*What this task involves*:
Copy the listing below in full, requests included, and shift every coordinate number in the answers by -70. Omit the pictures.

*Stored rows*:
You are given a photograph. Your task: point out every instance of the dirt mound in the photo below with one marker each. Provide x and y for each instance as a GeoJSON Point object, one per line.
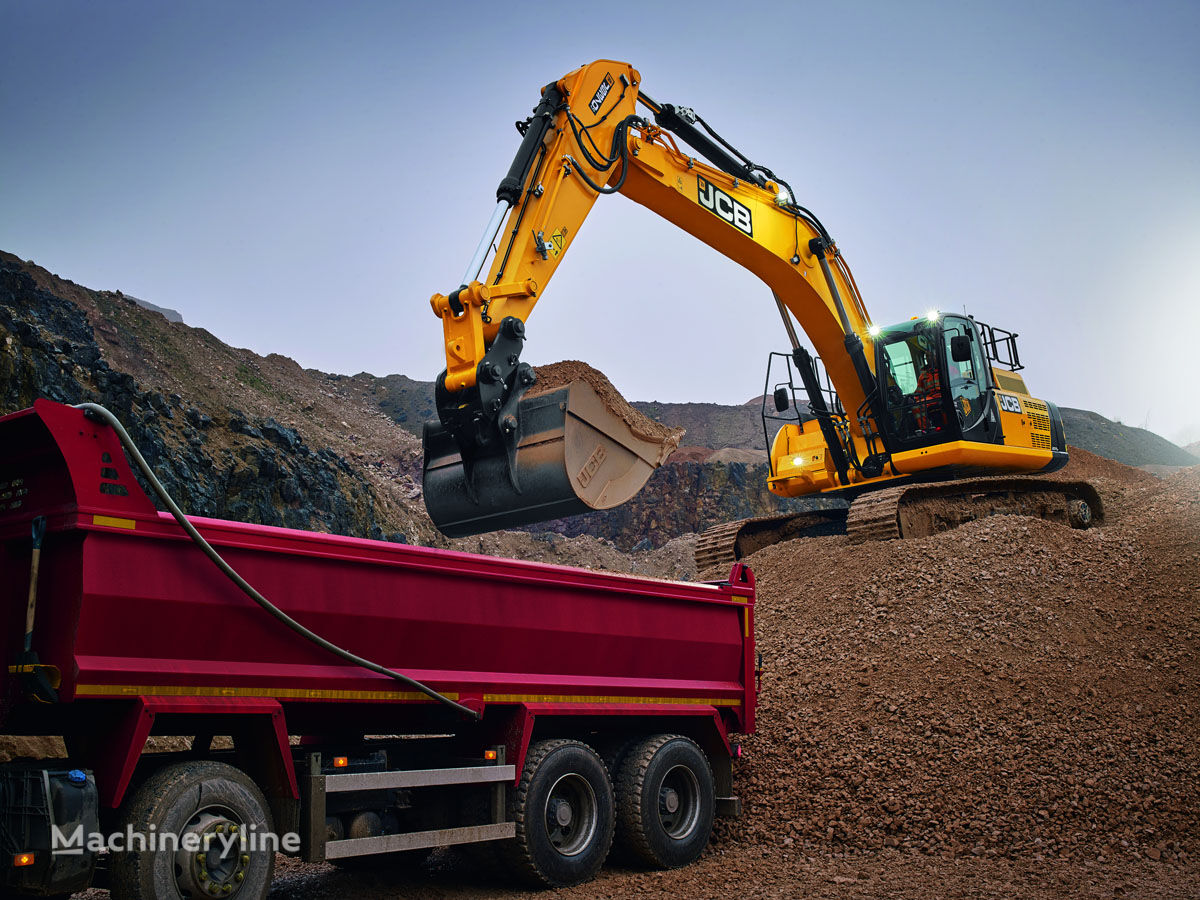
{"type": "Point", "coordinates": [690, 454]}
{"type": "Point", "coordinates": [1086, 466]}
{"type": "Point", "coordinates": [733, 454]}
{"type": "Point", "coordinates": [1012, 688]}
{"type": "Point", "coordinates": [559, 375]}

*The completed task*:
You are given a photograph. Your task: point out every instance of the dirt mound in the photo below with one marker each. Provide x and y for each instance as a GeoJSON Point object, one per line.
{"type": "Point", "coordinates": [620, 384]}
{"type": "Point", "coordinates": [1016, 396]}
{"type": "Point", "coordinates": [663, 384]}
{"type": "Point", "coordinates": [942, 618]}
{"type": "Point", "coordinates": [489, 305]}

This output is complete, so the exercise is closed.